--- To be done ---
1. In the excerpt on Mr Corbyn's media speech, which newspaper is he said to have once worked on?
2. Reproduce word for word the passage of the excerpt on Mr Corbyn's media speech starting at "Mr Corbyn will say" and ending at "by tech giants.".

--- Extracted text ---

-- start --

In a wide-ranging speech on the media as a whole, Mr Corbyn will argue that there is a need for “bold, radical thinking on the future of our media” because of “low levels of public trust” and the impact of the digital age.

Without major changes, a “few tech giants and unaccountable billionaires will control huge swathes of our public space and debate”, he is expected to say.

Mr Corbyn, who once worked on the Newport and Market Drayton Advertiser, will also set out a number of proposals aimed at empowering public interest journalism.

These include strengthening Freedom of Information (FOI) rules by ending ministerial vetoes and including private companies delivering public services under the FOI umbrella.

Mr Corbyn will say it is unacceptable for corporate executives to “hide behind the excuse of commercial confidentiality” when they are providing a public service.

“But I think we should be more ambitious,” he will tell the audience.

“Currently, ministers can veto FOI releases. On two occasions, this veto has been used to block information about the UK’s decision to pursue military action against Iraq. That can’t be right. We will look at ending the ministerial veto to prevent the Information Commissioner being overruled.”

The Labour leader is also expected to call for charitable status to be given to some local, investigative and public interest journalism and an independent fund for public interest journalism paid for by tech giants.

-- end --

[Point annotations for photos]
-- start --

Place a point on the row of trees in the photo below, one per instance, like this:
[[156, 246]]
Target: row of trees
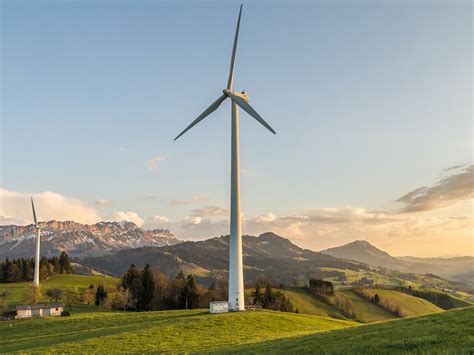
[[442, 300], [393, 308], [148, 289], [266, 297], [321, 287], [22, 269]]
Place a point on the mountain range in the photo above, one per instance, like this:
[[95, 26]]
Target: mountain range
[[80, 239], [268, 254], [457, 268], [110, 247]]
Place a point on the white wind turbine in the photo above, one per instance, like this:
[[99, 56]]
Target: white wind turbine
[[241, 99]]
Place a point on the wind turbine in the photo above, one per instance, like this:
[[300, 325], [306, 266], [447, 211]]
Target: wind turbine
[[238, 99], [38, 242]]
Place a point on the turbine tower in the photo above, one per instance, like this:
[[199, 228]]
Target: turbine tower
[[238, 99]]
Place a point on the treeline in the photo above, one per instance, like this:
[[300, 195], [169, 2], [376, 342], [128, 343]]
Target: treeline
[[149, 289], [321, 287], [265, 297], [442, 300], [22, 269]]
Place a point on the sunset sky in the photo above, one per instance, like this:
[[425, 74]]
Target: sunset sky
[[372, 104]]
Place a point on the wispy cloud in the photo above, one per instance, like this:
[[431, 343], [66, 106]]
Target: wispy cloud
[[210, 211], [119, 216], [152, 164], [191, 201], [15, 208], [102, 202], [456, 187]]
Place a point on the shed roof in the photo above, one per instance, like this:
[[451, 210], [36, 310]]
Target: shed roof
[[39, 306]]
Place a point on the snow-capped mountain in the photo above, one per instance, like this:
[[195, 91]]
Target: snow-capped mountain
[[80, 239]]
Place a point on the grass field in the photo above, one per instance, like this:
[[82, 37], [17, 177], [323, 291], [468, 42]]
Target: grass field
[[307, 303], [409, 305], [361, 309], [165, 331], [196, 331], [442, 333], [16, 291]]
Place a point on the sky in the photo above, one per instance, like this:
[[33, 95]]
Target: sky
[[371, 102]]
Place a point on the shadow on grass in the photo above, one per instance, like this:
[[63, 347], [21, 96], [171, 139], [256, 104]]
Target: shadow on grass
[[31, 343]]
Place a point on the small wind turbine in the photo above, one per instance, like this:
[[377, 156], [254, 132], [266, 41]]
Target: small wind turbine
[[241, 99], [38, 243]]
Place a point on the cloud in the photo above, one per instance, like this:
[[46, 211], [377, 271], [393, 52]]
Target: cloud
[[102, 202], [192, 201], [119, 216], [15, 208], [455, 188], [209, 211], [270, 217], [152, 164], [248, 172], [161, 219]]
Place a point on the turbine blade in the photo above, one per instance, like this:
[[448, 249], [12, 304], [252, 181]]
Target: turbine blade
[[18, 243], [249, 109], [34, 213], [234, 50], [203, 115]]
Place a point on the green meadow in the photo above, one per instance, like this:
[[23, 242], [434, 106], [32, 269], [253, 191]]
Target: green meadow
[[197, 331], [16, 291]]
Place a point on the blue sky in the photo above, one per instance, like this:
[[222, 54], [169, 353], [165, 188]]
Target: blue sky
[[369, 100]]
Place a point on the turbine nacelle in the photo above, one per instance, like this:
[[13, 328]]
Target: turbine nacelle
[[242, 94]]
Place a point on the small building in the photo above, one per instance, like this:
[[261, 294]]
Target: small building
[[39, 310], [219, 307]]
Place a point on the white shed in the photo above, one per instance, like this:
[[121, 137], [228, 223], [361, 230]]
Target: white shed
[[219, 307], [39, 310]]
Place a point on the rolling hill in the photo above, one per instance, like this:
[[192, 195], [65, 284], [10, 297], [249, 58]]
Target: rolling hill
[[268, 254], [244, 332], [442, 333], [16, 291], [165, 331], [457, 269], [409, 305]]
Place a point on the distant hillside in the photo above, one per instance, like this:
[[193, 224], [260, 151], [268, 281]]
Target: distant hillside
[[16, 291], [170, 332], [270, 255], [456, 269], [80, 239]]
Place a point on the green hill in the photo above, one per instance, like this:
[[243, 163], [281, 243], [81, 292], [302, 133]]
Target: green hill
[[408, 305], [442, 333], [359, 308], [16, 291], [197, 331], [307, 303], [165, 331]]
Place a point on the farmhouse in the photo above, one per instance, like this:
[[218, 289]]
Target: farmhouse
[[39, 310], [219, 307]]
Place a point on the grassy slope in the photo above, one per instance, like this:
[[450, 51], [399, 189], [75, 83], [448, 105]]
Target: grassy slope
[[16, 291], [307, 303], [363, 310], [410, 305], [442, 333], [172, 331]]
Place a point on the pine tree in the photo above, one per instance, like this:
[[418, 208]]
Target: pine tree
[[147, 289], [100, 295], [191, 293], [131, 281], [64, 264]]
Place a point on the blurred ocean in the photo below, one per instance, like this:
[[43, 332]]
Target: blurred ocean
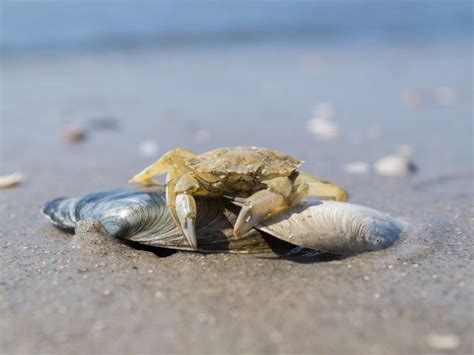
[[67, 26]]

-- end --

--- Problem solutions ---
1. The Newport and Market Drayton Advertiser.

2.
Mr Corbyn will say it is unacceptable for corporate executives to “hide behind the excuse of commercial confidentiality” when they are providing a public service.

“But I think we should be more ambitious,” he will tell the audience.

“Currently, ministers can veto FOI releases. On two occasions, this veto has been used to block information about the UK’s decision to pursue military action against Iraq. That can’t be right. We will look at ending the ministerial veto to prevent the Information Commissioner being overruled.”

The Labour leader is also expected to call for charitable status to be given to some local, investigative and public interest journalism and an independent fund for public interest journalism paid for by tech giants.